[A block of data]
•••••

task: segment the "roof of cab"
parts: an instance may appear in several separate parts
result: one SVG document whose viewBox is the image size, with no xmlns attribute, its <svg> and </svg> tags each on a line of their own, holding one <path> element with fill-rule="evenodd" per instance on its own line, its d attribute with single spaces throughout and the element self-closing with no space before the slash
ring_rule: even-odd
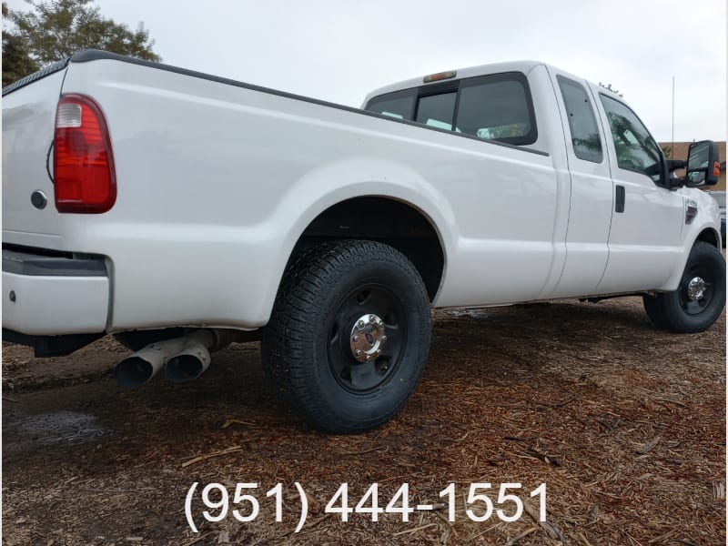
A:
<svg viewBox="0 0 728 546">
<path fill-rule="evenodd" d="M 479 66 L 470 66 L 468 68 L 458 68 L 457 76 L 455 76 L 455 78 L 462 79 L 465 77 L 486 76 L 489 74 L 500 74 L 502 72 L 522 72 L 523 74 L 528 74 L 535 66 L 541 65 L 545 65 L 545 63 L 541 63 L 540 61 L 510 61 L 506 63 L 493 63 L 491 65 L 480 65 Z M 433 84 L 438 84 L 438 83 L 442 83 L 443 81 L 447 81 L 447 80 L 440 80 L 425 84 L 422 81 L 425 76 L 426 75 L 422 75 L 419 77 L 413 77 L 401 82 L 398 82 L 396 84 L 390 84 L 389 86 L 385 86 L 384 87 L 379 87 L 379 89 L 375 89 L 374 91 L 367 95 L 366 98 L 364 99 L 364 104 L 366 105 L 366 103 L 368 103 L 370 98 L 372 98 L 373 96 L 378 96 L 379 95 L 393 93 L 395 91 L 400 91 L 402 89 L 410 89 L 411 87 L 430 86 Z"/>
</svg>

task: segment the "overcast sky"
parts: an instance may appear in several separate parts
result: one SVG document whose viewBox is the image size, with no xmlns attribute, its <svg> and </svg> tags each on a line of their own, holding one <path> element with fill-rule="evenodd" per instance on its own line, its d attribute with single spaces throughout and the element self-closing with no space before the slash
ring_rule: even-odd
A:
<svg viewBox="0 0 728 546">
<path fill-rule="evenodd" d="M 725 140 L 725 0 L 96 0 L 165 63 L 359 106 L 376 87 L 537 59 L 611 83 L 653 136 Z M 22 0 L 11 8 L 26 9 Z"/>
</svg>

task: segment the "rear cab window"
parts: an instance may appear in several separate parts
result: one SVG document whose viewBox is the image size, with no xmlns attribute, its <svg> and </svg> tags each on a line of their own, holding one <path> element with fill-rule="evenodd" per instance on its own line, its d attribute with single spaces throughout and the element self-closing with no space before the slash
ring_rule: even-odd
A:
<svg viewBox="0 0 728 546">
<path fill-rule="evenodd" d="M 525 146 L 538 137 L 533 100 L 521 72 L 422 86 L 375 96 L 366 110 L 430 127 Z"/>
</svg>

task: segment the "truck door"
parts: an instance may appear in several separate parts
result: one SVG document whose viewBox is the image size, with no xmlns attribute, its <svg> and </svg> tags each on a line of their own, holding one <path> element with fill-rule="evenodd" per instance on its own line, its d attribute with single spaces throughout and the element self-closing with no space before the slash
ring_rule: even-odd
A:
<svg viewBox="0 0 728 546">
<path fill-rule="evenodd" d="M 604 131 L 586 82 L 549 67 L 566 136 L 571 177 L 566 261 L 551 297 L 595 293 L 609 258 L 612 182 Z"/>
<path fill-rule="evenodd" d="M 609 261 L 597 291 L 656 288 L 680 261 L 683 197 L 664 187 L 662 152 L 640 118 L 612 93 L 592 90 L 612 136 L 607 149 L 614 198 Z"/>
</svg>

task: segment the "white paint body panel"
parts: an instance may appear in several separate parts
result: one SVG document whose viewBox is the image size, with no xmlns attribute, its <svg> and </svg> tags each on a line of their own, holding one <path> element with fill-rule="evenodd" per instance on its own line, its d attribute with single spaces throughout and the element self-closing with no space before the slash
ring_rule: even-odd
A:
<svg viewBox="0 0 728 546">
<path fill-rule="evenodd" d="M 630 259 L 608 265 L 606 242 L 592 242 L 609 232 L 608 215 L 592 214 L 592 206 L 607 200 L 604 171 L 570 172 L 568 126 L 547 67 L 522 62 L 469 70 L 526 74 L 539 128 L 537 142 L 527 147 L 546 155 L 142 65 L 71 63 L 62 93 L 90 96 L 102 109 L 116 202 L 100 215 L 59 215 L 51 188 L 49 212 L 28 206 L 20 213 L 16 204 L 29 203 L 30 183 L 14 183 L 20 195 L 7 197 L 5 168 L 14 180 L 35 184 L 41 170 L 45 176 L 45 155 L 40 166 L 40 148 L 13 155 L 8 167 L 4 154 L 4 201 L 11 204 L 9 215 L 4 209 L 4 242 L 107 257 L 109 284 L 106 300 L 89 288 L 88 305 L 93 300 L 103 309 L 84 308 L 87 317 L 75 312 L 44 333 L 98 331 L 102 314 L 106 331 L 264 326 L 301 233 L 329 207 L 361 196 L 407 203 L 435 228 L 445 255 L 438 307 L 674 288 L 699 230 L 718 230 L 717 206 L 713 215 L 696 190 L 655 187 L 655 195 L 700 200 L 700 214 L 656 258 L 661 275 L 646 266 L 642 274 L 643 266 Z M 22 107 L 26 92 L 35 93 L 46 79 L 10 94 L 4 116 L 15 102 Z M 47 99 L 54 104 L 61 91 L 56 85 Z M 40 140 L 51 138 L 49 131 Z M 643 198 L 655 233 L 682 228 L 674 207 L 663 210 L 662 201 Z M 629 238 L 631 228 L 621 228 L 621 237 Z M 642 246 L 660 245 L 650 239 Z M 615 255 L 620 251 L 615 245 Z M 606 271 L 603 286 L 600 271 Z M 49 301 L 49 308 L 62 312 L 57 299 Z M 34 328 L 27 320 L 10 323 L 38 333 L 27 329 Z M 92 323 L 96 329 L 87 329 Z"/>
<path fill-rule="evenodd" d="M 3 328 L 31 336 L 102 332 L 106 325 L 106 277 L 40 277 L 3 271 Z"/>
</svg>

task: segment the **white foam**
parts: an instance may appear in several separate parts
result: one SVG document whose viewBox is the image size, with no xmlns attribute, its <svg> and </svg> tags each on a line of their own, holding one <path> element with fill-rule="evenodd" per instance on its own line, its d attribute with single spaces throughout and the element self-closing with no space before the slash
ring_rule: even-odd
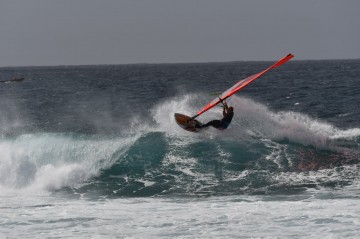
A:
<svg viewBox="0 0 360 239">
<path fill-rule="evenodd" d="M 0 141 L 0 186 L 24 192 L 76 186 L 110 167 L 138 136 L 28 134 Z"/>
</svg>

•••••

▶ [Problem statement]:
Set down every line of the data above word for word, leaving the pictures out.

▶ [Solution]:
task: segment the "roof of cab"
parts: an instance may appear in several separate parts
result: one SVG document whose viewBox is the image size, with no xmlns attribute, its <svg> and </svg> tags each on a line of their own, holding one <path> element with fill-rule="evenodd" per instance on its own line, its d attribute with single spaces throughout and the element self-closing with no space before the slash
ring_rule: even-odd
A:
<svg viewBox="0 0 728 546">
<path fill-rule="evenodd" d="M 479 66 L 470 66 L 468 68 L 458 68 L 457 76 L 455 76 L 455 78 L 462 79 L 465 77 L 486 76 L 489 74 L 500 74 L 502 72 L 522 72 L 523 74 L 528 74 L 535 66 L 541 65 L 545 65 L 545 63 L 541 63 L 540 61 L 510 61 L 506 63 L 493 63 L 491 65 L 480 65 Z M 433 84 L 438 84 L 438 83 L 442 83 L 443 81 L 447 81 L 447 80 L 440 80 L 425 84 L 422 81 L 425 76 L 426 75 L 422 75 L 419 77 L 413 77 L 401 82 L 398 82 L 396 84 L 390 84 L 389 86 L 385 86 L 384 87 L 379 87 L 379 89 L 375 89 L 374 91 L 367 95 L 366 98 L 364 99 L 364 104 L 366 105 L 366 103 L 368 103 L 370 98 L 372 98 L 373 96 L 378 96 L 379 95 L 393 93 L 395 91 L 400 91 L 402 89 L 410 89 L 411 87 L 430 86 Z"/>
</svg>

task: segment the "overcast sky"
parts: an instance may appear in several separate parts
result: one SVG document whose viewBox is the image size, with no xmlns attribute, its <svg> and </svg> tags each on a line of their own, holding one <path> element with fill-rule="evenodd" per instance on its own line, its d attribute with single spaces throughout and the element self-closing with no space before the slash
ring_rule: even-odd
A:
<svg viewBox="0 0 728 546">
<path fill-rule="evenodd" d="M 725 140 L 725 0 L 96 0 L 165 63 L 359 106 L 376 87 L 537 59 L 611 83 L 653 136 Z M 22 0 L 11 8 L 26 9 Z"/>
</svg>

task: segment the "rear cab window"
parts: an instance may appear in several separate parts
result: one SVG document whose viewBox is the image size, with no xmlns attribute, its <svg> and </svg> tags each on a line of their own, holding one <path> element with fill-rule="evenodd" per instance on its own line, its d attribute with single spaces throughout and the element self-closing with no space before the slash
ring_rule: even-odd
A:
<svg viewBox="0 0 728 546">
<path fill-rule="evenodd" d="M 525 146 L 538 137 L 533 100 L 521 72 L 422 86 L 375 96 L 366 110 L 430 127 Z"/>
</svg>

task: segment the "truck door"
parts: an instance may appear in several separate parts
result: one SVG document whose viewBox is the image size, with no xmlns attribute, its <svg> and </svg> tags each on a line of their own, holding one <path> element with fill-rule="evenodd" per instance on its own line, its d attribute with single spaces throughout and the element self-closing with no space before the slash
ring_rule: even-odd
A:
<svg viewBox="0 0 728 546">
<path fill-rule="evenodd" d="M 604 131 L 586 82 L 549 67 L 566 136 L 571 177 L 566 261 L 551 297 L 595 293 L 609 258 L 612 182 Z"/>
<path fill-rule="evenodd" d="M 609 261 L 597 291 L 656 288 L 680 261 L 683 197 L 664 187 L 662 152 L 640 118 L 612 93 L 592 90 L 612 136 L 607 149 L 614 198 Z"/>
</svg>

task: segment the "white paint body panel"
parts: an instance may appear in several separate parts
result: one SVG document whose viewBox is the image size, with no xmlns attribute, its <svg> and </svg> tags each on a line of their own, holding one <path> element with fill-rule="evenodd" per instance on its own line, its d attribute with single spaces throughout and the element self-closing with no space before the slash
ring_rule: even-odd
A:
<svg viewBox="0 0 728 546">
<path fill-rule="evenodd" d="M 630 259 L 608 265 L 606 242 L 592 242 L 609 232 L 608 215 L 592 214 L 592 206 L 607 200 L 604 171 L 570 172 L 568 126 L 547 67 L 522 62 L 469 70 L 526 74 L 539 128 L 537 142 L 527 147 L 546 155 L 142 65 L 71 63 L 62 93 L 90 96 L 102 109 L 116 202 L 100 215 L 59 215 L 51 188 L 49 212 L 28 206 L 20 213 L 16 204 L 29 203 L 30 183 L 14 183 L 20 195 L 7 197 L 5 168 L 14 180 L 35 184 L 41 170 L 45 176 L 45 155 L 40 166 L 40 148 L 13 155 L 8 167 L 4 154 L 4 201 L 11 204 L 9 215 L 4 209 L 4 242 L 107 257 L 109 284 L 106 300 L 89 288 L 88 305 L 93 300 L 103 309 L 84 308 L 87 317 L 75 312 L 44 333 L 98 331 L 102 314 L 106 331 L 264 326 L 301 233 L 329 207 L 361 196 L 407 203 L 435 228 L 445 255 L 438 307 L 674 288 L 699 230 L 718 230 L 717 206 L 713 215 L 696 190 L 655 187 L 655 195 L 700 200 L 700 214 L 656 258 L 661 275 L 646 266 L 642 274 L 643 266 Z M 22 107 L 26 92 L 35 93 L 46 79 L 10 94 L 4 116 L 15 102 Z M 47 99 L 54 104 L 61 91 L 56 85 Z M 40 140 L 51 138 L 49 131 Z M 643 198 L 655 233 L 682 228 L 674 207 L 663 210 L 662 201 Z M 629 238 L 631 228 L 621 228 L 621 237 Z M 642 246 L 660 245 L 650 239 Z M 615 255 L 620 251 L 615 245 Z M 606 271 L 603 286 L 600 271 Z M 49 301 L 49 308 L 62 312 L 57 299 Z M 34 328 L 27 320 L 10 323 L 38 333 L 27 329 Z M 92 323 L 96 329 L 87 329 Z"/>
<path fill-rule="evenodd" d="M 3 328 L 31 336 L 102 332 L 106 325 L 106 277 L 40 277 L 3 271 Z"/>
</svg>

task: segment the **white foam**
parts: an instance may appear in several separate parts
result: one SVG document whose viewBox is the image size, with no xmlns attribute, its <svg> and </svg> tags each on a line of their own, holding one <path> element with fill-rule="evenodd" per instance on its own line, its d attribute with single spaces throughout and the element self-closing with no space before the slash
ring_rule: even-odd
A:
<svg viewBox="0 0 360 239">
<path fill-rule="evenodd" d="M 0 141 L 0 186 L 24 192 L 76 186 L 110 167 L 138 136 L 28 134 Z"/>
</svg>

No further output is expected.